AIM OF THE TASK → Restate the data exactly, with nothing altered.

EXERCISE INPUTS →
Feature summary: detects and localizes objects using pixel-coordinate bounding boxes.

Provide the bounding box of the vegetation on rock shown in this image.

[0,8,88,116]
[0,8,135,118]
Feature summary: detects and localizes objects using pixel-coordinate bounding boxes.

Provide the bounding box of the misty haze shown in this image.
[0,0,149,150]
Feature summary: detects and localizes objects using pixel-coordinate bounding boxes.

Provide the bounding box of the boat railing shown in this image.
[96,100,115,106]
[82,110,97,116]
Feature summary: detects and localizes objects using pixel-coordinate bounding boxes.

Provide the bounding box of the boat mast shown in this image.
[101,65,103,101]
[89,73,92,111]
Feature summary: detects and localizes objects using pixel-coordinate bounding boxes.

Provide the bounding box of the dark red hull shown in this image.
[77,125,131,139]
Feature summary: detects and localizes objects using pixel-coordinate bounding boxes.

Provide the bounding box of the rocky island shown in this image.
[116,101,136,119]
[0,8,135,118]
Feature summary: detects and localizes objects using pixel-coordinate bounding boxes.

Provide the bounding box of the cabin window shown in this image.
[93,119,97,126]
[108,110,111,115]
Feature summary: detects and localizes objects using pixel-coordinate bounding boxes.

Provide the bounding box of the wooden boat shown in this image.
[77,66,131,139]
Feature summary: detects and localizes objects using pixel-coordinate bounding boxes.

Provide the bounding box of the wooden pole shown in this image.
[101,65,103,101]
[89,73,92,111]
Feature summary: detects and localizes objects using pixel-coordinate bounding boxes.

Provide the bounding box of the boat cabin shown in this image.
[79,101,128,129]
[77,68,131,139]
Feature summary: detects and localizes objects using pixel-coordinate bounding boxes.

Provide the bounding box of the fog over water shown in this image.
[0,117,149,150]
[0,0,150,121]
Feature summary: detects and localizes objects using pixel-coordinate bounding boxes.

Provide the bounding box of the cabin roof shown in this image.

RESULT OF THE EXERCISE →
Feature summary: detects and localizes objects using pixel-coordinate bounding boxes.

Provide the bounding box of the vegetation on rock shown in this image.

[0,8,88,116]
[0,8,135,118]
Feature summary: detects and localizes objects using pixel-coordinate bounding boxes.

Provide the bounding box of the misty haze shown in this image.
[0,0,149,150]
Feature summary: detects and localizes objects using pixel-coordinate bounding boxes.

Provide the bounding box of the boat railing shown in this image.
[96,100,115,106]
[82,110,97,116]
Feature summary: detects and localizes objects using pixel-coordinate bounding boxes.

Provide the bounding box of the boat mast shown in this image.
[101,65,103,101]
[89,73,92,111]
Feature summary: detects and localizes objects using pixel-coordinate bounding boxes.

Provide the bounding box of the dark red hull shown in this image.
[77,125,131,139]
Feature summary: detects and localizes objects using pixel-coordinate bounding boxes.

Provide the bounding box of the rocky island shown in this image.
[116,101,136,119]
[0,8,135,118]
Feature summary: detects and localizes objects using pixel-coordinate bounding boxes.

Provide the bounding box of the cabin window shown in this image.
[93,119,97,126]
[108,110,111,115]
Feature summary: detects and localizes objects using pixel-coordinate bounding boxes.

Provide the bounding box of the wooden boat shown in this image.
[77,66,131,139]
Feature summary: detects and localizes objects using pixel-coordinate bounding boxes.

Provide the bounding box of the wooden pole shown in this image.
[101,65,103,101]
[89,73,92,111]
Feature summary: detects and localizes objects using pixel-coordinate bounding boxes.

Provide the bounding box of the boat cabin shown in this image.
[79,101,128,129]
[77,68,131,139]
Feature summary: detects and localizes objects using pixel-coordinate bounding boxes.

Provide the bounding box of the fog over water shown in this image.
[0,117,149,150]
[0,0,150,121]
Feature summary: detects and localizes objects using pixel-coordinate bounding boxes.

Provide the bounding box of the cabin roof shown in this image.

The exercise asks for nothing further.